■ **Texte choisi**:
----

Bizarre non ? Pas de Directeur de la santé, pas de Professeurs en médecine ni leurs auxiliaires (pharmaciens, laborantins, industriels paramédicaux...) pas de Protection civile, pas de chercheurs universitaires, juste une commission de sécurité comme elle a toujours existé depuis son instauration. C'est dire que ce virus est certes un danger public, mais pas un simple terroriste, pire un terroriste apolitique et irréligieux et pour le combattre l'on n'a pas besoin d'un arsenal armé, mais d'un savoir scientifique, hyper-médical. Il est clair que l'on peut dire avec dérision hélas que dans cette commission ainsi composée siègent au titre d'élus le FLN, le RND et bien d'autres partis politiques. Bon, la gabegie habituelle continue même sur autre front vital cette-fois ci. Que peuvent-ils apporter de plus ?
Les futures générations auront droit à un monde où la pitié ne sera qu'une légende des siècles derniers, où la générosité qu'une pose de se prendre en selfie. A ce propos, l'on voit avec nausée, ces images où la charité et ces dons de produits ne se font qu'en présence d'une camera, le plus souvent en Smartphone. Des walis, des « chefs d'associations », des « bienfaiteurs » font la course à se faire publier sur leurs pages entrain de violer l'intimité de ceux qui, dans le besoin n'ont rien demandé. Ces diffuseurs de générosité gagneraient à tout faire dans la discrétion et l'humilité. En visite à Blida, le Premier Ministre a demandé à ces gens-là de le faire loin de toute médiatisation. L'on a vu des photos Wallah, frisant le mépris. Mesures de distanciation sociales en vrai, une position de classes sociales. Un wali costumé et masqué en mission de travail, à deux mètres en face, un pauvre en kachabia souriant, en quête de survie.

----

■ **Données de travail**:
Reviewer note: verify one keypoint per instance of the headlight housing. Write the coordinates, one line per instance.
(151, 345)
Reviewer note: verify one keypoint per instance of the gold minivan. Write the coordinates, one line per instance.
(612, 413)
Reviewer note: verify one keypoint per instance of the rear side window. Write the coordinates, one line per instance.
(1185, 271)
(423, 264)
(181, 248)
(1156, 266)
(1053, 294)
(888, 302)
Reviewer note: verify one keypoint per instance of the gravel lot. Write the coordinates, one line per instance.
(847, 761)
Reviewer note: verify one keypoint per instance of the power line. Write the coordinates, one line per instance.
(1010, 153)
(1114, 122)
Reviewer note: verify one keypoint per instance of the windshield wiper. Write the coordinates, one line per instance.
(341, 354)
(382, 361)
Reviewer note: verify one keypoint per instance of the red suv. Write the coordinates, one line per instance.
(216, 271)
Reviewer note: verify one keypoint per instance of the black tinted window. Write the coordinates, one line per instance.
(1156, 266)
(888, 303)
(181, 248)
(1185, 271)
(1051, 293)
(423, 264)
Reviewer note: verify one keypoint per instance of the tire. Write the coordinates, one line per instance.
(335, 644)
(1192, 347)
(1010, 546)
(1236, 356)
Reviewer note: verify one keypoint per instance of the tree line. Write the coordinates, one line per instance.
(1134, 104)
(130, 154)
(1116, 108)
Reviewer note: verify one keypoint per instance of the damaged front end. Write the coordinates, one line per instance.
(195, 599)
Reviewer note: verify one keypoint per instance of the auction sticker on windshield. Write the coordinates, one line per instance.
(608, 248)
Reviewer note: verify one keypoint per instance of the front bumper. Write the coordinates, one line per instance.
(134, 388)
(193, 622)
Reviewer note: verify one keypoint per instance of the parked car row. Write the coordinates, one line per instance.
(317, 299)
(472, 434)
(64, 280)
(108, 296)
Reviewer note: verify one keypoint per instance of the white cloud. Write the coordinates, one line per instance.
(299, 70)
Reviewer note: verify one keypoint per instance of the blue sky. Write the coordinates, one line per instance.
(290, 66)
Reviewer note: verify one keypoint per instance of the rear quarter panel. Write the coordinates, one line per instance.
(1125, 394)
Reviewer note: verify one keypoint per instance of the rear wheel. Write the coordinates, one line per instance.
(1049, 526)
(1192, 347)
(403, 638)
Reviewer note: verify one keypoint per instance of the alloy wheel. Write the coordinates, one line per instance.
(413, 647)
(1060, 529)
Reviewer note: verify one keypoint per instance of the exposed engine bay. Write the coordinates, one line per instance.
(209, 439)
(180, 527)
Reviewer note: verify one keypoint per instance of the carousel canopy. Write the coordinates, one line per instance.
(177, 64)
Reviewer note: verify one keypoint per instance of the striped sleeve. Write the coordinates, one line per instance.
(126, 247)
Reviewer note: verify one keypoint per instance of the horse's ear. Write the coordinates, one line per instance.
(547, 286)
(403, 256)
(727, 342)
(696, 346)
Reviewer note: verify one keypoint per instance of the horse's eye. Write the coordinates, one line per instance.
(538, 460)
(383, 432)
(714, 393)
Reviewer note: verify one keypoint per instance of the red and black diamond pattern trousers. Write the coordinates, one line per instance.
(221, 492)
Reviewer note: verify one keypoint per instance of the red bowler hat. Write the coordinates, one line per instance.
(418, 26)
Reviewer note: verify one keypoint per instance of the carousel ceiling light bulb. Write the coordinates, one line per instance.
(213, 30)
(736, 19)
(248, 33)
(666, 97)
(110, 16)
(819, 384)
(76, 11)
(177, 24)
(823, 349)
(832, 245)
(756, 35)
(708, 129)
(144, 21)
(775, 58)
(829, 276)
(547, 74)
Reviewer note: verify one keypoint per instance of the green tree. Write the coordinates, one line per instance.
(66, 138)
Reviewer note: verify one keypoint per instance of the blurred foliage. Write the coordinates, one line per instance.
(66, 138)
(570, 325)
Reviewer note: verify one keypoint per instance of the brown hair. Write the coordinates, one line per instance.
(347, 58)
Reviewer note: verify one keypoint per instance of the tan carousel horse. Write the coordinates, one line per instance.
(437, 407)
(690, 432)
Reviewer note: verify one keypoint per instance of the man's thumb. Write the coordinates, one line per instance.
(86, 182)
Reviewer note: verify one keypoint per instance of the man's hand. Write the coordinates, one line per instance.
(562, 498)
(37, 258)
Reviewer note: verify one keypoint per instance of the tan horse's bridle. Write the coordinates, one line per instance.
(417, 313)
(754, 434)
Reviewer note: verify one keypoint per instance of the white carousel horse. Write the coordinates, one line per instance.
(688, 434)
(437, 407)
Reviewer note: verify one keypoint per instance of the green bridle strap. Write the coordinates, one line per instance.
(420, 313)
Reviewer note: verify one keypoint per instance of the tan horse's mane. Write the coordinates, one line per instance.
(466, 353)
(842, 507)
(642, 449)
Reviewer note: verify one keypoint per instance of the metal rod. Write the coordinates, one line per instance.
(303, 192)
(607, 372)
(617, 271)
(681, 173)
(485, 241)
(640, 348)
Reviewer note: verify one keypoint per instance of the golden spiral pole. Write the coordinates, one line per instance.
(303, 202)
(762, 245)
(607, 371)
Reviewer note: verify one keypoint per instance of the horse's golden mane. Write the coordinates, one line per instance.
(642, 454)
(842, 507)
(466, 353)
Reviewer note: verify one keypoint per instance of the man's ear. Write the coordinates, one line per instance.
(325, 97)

----

■ **Exercices à faire**:
a - Réponds à ces questions sur le texte au sujet du virus et de la charité :
(i) Quels partis le texte cite-t-il parmi les élus qui siègent dans la commission ?
(ii) Dans quelle ville le Premier ministre était-il en visite ?
(iii) À quelle distance du pauvre en kachabia se tient le wali ?
b - Reprends le texte sur le virus et la charité là où il s'arrête, et écris la suite.

■ **Exercices corrigés**:
a -
(i) Le FLN et le RND, avec bien d'autres partis politiques.
(ii) À Blida.
(iii) À deux mètres, en face de lui.

b -
Je m'enfonce davantage dans mon désarroi de confinement que j'essaie de rendre flexible et positif. Je regarde toujours ces pigeons égrener la mie et la croûte que leur avance sans mérite le captif déconfiné que je suis, venu en promeneur solitaire dans ce lieu isolé. Ma tête persiste encore à bouillonner à cause de ce que m'offre le visionnage de mon portable comme informations, commentaires, bêtises, aveuglement et folie. Et fausse prophétie.
Rassasié de mes irréflexions, je rentre vers mon « restez chez-vous » et me dit en sourdine que le prochain virus sera la famine. Une autre arme cruelle et mortelle. Son spectre s'installe déjà dans un sac de semoule. L'interdiction de toute exportation de denrées alimentaires vient d'être décrétée. La constitution de stock de guerre a commencé.